:: Reading text ::

Bill McNeace, executive director of dining services at the University of North Texas in Denton, believes in real butter, can’t resist “True Blood” and thinks garlic mashed potatoes are a cop-out. 

Bill Laychur, corporate executive chef for Culinary Support Services at The Pennsylvania State University in University Park, Pa., loves cheesecake and preparing meat and can’t get enough of Russian/Polish cuisine.

Yale University's Rafi Taherian loves cheese, hates parking tickets and thinks molecular gastronomy is overrated.

Brendan Ryan, director of food service for Framingham (Mass.) School District, loves Champagne, wants to visit the dinosaur age and wishes he weren’t “too fat to fly.”

Charles Anderson, director of foodservice for the Clark County, Nev., School District, enjoys fly fishing at Yellowstone National Park, loves Texas Chicken Fried Steak and wishes he were a scratch golfer.

:: Extracted records ::

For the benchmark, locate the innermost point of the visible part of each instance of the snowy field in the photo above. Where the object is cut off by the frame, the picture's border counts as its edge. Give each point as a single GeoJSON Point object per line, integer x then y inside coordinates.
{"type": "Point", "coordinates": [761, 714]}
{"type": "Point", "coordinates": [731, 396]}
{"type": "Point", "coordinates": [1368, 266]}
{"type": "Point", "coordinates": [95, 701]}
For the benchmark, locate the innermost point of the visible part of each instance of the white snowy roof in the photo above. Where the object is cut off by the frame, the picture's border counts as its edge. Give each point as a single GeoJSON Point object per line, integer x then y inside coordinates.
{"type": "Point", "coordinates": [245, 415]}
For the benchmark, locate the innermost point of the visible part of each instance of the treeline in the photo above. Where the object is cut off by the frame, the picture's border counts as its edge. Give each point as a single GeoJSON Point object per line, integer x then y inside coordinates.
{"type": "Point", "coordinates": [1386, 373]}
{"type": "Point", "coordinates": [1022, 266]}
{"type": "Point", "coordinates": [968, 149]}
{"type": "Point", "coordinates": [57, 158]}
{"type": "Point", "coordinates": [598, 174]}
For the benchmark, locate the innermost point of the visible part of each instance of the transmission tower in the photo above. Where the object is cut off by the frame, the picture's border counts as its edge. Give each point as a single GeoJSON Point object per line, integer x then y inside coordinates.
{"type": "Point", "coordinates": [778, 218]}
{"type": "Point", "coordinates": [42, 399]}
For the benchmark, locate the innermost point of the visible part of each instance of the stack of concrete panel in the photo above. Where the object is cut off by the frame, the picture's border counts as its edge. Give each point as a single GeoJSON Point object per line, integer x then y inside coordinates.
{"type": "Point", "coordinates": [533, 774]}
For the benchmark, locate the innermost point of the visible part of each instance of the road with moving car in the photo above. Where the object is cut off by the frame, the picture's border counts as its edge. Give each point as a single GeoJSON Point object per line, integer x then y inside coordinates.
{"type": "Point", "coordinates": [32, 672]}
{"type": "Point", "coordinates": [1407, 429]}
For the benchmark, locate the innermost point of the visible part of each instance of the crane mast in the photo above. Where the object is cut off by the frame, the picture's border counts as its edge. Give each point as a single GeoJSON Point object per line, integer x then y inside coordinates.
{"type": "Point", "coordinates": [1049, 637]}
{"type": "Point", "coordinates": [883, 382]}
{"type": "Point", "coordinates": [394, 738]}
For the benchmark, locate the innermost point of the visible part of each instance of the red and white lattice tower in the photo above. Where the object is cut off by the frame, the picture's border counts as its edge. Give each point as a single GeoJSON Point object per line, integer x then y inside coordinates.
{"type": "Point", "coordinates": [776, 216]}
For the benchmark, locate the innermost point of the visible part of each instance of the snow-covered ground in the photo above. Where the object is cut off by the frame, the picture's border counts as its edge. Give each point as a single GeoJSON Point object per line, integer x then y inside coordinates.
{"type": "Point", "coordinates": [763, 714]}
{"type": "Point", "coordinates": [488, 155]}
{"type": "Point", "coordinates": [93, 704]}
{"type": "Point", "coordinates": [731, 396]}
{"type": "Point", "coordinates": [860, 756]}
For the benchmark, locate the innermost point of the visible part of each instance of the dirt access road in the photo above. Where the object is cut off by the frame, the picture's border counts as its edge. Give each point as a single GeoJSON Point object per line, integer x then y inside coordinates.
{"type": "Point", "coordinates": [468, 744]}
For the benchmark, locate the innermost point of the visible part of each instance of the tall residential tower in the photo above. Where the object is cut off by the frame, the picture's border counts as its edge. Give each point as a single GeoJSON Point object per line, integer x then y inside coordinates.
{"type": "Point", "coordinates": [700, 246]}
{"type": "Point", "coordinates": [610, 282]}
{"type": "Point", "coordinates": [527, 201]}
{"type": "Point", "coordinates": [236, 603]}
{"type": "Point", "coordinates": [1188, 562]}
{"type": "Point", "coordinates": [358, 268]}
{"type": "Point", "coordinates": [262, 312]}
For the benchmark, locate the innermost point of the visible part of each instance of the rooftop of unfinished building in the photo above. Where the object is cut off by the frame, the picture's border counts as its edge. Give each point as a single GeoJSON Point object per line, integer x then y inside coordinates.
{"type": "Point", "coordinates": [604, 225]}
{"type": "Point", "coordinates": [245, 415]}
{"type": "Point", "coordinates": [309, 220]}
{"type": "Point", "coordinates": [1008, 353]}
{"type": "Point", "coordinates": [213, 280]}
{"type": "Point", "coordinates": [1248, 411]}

:: Tasks and exercises ::
1 > Quote the food service profiles, starting with "Bill Laychur, corporate" and going on through "gastronomy is overrated.".
2 > According to the food service profiles, what does Rafi Taherian consider overrated?
3 > Name every person profiled in the food service profiles.

:: Completed exercise ::
1 >
Bill Laychur, corporate executive chef for Culinary Support Services at The Pennsylvania State University in University Park, Pa., loves cheesecake and preparing meat and can’t get enough of Russian/Polish cuisine.

Yale University's Rafi Taherian loves cheese, hates parking tickets and thinks molecular gastronomy is overrated.

2 > Molecular gastronomy.

3 > Bill McNeace, Bill Laychur, Rafi Taherian, Brendan Ryan, Charles Anderson